• **Description of the task**:
From the first line to the last, copy the material exactly.

• **Supplied data**:
= = = =

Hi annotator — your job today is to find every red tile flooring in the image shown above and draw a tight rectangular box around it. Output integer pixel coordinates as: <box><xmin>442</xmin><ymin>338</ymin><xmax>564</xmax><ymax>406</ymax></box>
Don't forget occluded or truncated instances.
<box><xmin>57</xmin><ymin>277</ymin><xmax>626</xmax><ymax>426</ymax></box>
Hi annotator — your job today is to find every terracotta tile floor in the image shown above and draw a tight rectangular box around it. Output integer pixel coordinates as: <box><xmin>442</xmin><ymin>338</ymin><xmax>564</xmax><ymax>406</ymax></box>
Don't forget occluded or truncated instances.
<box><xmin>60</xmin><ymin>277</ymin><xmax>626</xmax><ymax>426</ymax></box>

= = = =

• **Task output**:
Hi annotator — your job today is to find every red tile flooring in the image shown above and draw a tight rectangular box around it. Output integer pixel coordinates as: <box><xmin>442</xmin><ymin>338</ymin><xmax>564</xmax><ymax>406</ymax></box>
Don't forget occluded or truncated instances.
<box><xmin>57</xmin><ymin>277</ymin><xmax>626</xmax><ymax>426</ymax></box>
Hi annotator — your job today is to find every terracotta tile floor in the image shown above and draw a tight rectangular box around it. Output integer pixel coordinates as: <box><xmin>442</xmin><ymin>338</ymin><xmax>564</xmax><ymax>406</ymax></box>
Don't forget occluded or truncated instances.
<box><xmin>60</xmin><ymin>277</ymin><xmax>626</xmax><ymax>426</ymax></box>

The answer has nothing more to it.